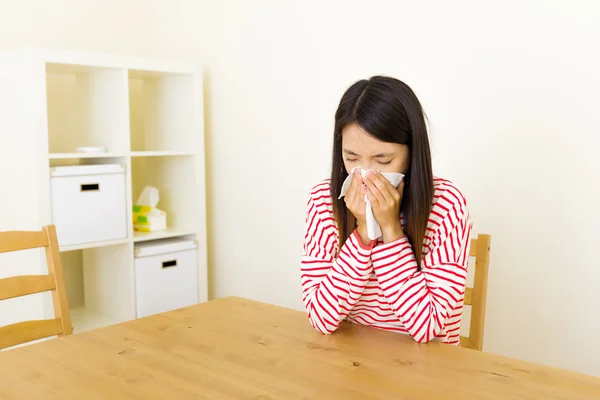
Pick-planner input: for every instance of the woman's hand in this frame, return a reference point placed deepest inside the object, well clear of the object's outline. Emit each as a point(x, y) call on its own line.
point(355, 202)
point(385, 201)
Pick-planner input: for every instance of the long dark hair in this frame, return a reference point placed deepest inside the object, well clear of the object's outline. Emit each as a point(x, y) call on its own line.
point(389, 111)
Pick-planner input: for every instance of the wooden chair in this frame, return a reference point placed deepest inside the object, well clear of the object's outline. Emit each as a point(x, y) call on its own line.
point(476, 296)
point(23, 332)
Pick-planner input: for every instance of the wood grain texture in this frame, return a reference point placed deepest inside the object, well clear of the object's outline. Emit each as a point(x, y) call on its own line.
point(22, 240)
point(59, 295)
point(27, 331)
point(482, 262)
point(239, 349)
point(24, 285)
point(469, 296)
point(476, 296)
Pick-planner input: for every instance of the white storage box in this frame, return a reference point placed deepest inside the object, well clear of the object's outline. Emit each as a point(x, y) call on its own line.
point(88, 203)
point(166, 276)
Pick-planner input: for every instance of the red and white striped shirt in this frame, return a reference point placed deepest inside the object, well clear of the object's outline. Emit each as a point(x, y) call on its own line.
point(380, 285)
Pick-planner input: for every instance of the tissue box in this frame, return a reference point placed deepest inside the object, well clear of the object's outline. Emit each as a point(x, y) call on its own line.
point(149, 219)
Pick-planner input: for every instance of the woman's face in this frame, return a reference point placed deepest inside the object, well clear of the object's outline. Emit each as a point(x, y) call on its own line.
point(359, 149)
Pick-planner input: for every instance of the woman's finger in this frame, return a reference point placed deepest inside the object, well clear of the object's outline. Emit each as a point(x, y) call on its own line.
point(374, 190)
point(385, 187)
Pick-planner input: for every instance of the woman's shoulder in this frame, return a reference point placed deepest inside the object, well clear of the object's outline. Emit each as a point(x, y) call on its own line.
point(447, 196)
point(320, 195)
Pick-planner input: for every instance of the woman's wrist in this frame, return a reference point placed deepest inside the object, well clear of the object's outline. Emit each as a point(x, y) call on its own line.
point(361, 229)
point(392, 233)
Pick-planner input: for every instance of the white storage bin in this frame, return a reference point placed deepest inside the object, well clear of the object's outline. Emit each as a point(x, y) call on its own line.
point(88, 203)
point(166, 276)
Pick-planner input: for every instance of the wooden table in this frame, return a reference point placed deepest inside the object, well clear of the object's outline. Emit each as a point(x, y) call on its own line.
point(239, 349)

--

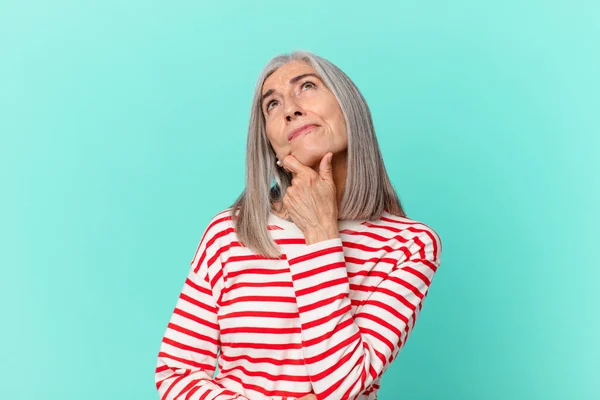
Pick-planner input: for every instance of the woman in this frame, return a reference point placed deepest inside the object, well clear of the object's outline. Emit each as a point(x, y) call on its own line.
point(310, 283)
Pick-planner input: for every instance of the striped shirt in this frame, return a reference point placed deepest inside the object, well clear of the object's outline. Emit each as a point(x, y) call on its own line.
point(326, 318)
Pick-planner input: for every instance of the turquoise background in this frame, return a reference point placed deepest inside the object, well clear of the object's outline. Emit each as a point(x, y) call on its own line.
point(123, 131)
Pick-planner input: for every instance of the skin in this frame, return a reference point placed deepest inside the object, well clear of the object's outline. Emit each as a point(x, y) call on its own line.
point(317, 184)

_Written instruction_
Rewrite the entries starting with the line that contains "Pick-planner input: for every instance of the red" and going on through the line that contains "point(380, 285)", with "red and white" replaced by "blue and white" and everything else left unchanged.

_Written answer_
Pick-planner input: for every instance of the blue and white striped shirt in this frame, return a reference point placed deepest inside the object, well clear of the object's outline. Emit each as a point(x, y) call on its own line.
point(380, 285)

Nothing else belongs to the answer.